* Begin DATA TO PROCESS *
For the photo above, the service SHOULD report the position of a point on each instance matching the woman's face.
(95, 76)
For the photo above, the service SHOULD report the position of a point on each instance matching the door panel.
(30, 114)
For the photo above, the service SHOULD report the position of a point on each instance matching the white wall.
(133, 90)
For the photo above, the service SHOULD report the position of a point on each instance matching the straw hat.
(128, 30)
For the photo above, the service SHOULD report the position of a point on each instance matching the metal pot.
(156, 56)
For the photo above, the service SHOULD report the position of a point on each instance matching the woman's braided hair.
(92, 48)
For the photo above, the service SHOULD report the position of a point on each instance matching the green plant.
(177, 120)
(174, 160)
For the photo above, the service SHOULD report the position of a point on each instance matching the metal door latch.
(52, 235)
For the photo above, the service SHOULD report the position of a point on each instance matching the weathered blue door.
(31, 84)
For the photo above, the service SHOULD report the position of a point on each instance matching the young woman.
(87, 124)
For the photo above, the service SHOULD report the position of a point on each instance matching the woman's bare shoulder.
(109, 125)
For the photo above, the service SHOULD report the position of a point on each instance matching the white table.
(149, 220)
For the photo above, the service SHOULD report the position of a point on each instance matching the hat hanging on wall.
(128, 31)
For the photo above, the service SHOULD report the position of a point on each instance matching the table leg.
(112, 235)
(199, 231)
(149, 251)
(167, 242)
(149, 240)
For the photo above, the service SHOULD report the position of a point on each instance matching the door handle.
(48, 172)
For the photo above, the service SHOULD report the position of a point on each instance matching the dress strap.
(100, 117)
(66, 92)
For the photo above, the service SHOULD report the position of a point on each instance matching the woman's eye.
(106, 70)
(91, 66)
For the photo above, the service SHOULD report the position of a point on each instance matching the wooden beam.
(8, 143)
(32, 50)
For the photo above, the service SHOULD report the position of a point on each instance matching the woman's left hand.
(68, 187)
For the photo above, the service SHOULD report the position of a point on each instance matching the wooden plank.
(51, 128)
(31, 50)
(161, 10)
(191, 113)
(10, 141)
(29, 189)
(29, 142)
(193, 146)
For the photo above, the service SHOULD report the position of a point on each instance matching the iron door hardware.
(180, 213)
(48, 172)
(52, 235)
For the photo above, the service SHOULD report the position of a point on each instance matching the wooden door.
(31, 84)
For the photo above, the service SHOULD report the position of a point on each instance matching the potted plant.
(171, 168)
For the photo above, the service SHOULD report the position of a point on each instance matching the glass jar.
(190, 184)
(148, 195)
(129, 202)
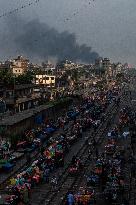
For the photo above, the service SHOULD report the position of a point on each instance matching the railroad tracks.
(66, 182)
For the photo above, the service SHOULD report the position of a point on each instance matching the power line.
(19, 8)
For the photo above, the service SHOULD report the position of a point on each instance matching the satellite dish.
(2, 106)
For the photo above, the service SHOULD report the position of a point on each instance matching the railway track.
(66, 182)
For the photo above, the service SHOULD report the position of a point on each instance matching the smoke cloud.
(38, 40)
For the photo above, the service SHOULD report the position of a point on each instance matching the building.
(45, 80)
(20, 97)
(19, 65)
(106, 63)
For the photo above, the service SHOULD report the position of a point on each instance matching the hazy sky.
(108, 26)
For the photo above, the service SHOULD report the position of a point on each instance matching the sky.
(107, 26)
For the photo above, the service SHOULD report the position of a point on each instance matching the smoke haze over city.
(107, 26)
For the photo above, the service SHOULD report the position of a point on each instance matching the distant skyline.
(108, 26)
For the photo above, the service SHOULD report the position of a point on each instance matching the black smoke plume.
(38, 40)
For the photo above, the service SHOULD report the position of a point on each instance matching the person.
(54, 182)
(70, 199)
(28, 158)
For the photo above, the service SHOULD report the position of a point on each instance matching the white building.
(47, 80)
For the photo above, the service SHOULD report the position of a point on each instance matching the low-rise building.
(45, 80)
(20, 97)
(19, 65)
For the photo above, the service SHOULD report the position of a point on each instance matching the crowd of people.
(89, 114)
(107, 170)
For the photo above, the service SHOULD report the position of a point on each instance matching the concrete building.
(45, 80)
(20, 97)
(19, 65)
* End DATA TO PROCESS *
Reproduce all of the entries above verbatim, omitting the pictures from the output.

For the photo above, the service SHOULD report the position of a point on each instance matching the woman's face.
(95, 76)
For the photo above, the service SHOULD report the position of a point on each instance matching the door panel.
(30, 114)
For the photo above, the service SHOULD report the position of a point on each instance matching the white wall.
(133, 90)
For the photo above, the service SHOULD report the position of a point on each instance matching the straw hat.
(128, 30)
For the photo above, the service SHOULD report the position of a point on each instance matching the metal pot.
(156, 56)
For the photo above, the service SHOULD report the position of a point on each instance matching the woman's braided hair.
(92, 48)
For the photo above, the service SHOULD report the position of a point on each instance matching the green plant.
(177, 120)
(174, 160)
For the photo above, the service SHOULD report the position of a point on each instance matching the metal door latch.
(52, 235)
For the photo above, the service SHOULD report the position of a point on each instance matching the weathered blue door.
(31, 84)
For the photo above, the service SHOULD report the position of a point on each instance matching the young woman.
(87, 124)
For the photo above, the service SHOULD report the position of a point on each instance matching the woman's bare shoulder.
(109, 125)
For the photo above, the service SHOULD report the position of a point on each instance matching the white table.
(149, 220)
For the photo above, the service SHOULD report the position of a point on each instance matching the hat hanging on wall.
(128, 31)
For the photo above, the service SHOULD report the position of a point on each instance matching the table leg.
(112, 235)
(199, 231)
(149, 251)
(167, 242)
(149, 240)
For the photo above, the service SHOULD report the position of a point on each instance matching the door handle.
(48, 172)
For the photo above, the service SHOULD report the position of a point on each instance matching the dress strap.
(100, 117)
(66, 92)
For the photo above, the service SHOULD report the position of a point on each instance matching the woman's eye.
(106, 70)
(91, 66)
For the photo above, the service SHOULD report the position of a point on each instance matching the wooden beam.
(8, 143)
(32, 50)
For the photo above, the service SHOULD report the position of a point on each instance matching the woman's left hand.
(68, 187)
For the photo above, the service SHOULD report the position of a point on each instance matching the wooden plank.
(51, 128)
(31, 50)
(161, 10)
(191, 113)
(10, 141)
(29, 189)
(29, 142)
(193, 146)
For the photo above, the service SHOULD report the position of a point on each instance matching the iron door hardware.
(180, 213)
(48, 172)
(52, 235)
For the photo above, the service SHOULD report the position of a point on each instance matching the wooden door.
(31, 84)
For the photo above, the service SHOULD report the position of a point on each instance matching the potted plant.
(171, 168)
For the photo above, the service SHOULD report the position of a point on each instance matching the glass jar.
(190, 184)
(148, 195)
(129, 202)
For the photo above, the service SHOULD report the position of a point on each instance matching the railroad tracks.
(66, 182)
For the photo above, the service SHOULD report the position of a point on each instance matching the power line.
(19, 8)
For the photo above, the service SHOULD report the position of a point on each instance matching the satellite dish.
(2, 106)
For the photo above, the service SHOULD report the position of a point on each instance matching the railway track.
(66, 182)
For the photo above, the service SHOULD report the position of a point on each instance matching the smoke cloud.
(38, 40)
For the photo above, the service SHOULD report the position of a point on each instance matching the building.
(45, 80)
(20, 97)
(19, 65)
(106, 63)
For the photo above, the service SHOULD report the position of a point on each instance matching the hazy sky.
(108, 26)
For the photo above, the service SHOULD report the position of a point on each instance matching the sky.
(107, 26)
For the photo above, the service SHOULD report the position of a point on each instance matching the smoke haze over city.
(107, 26)
For the photo above, the service SHOULD report the position of a point on each instance matching the distant skyline.
(108, 26)
For the photo above, the service SHOULD report the position of a point on each instance matching the black smoke plume.
(38, 40)
For the photo above, the service SHOULD report the position of a point on each instance matching the person.
(54, 182)
(70, 199)
(28, 158)
For the photo above, the service SHOULD report the position of a point on each instance matching the white building.
(47, 80)
For the photo above, the service SHOULD report the position of a point on each instance matching the low-rise building.
(45, 80)
(20, 97)
(19, 65)
For the photo above, the service SHOULD report the position of a point on each instance matching the crowd of people.
(89, 114)
(107, 170)
For the photo above, the service SHOULD report the position of a point on each instance matching the concrete building.
(45, 80)
(20, 97)
(19, 65)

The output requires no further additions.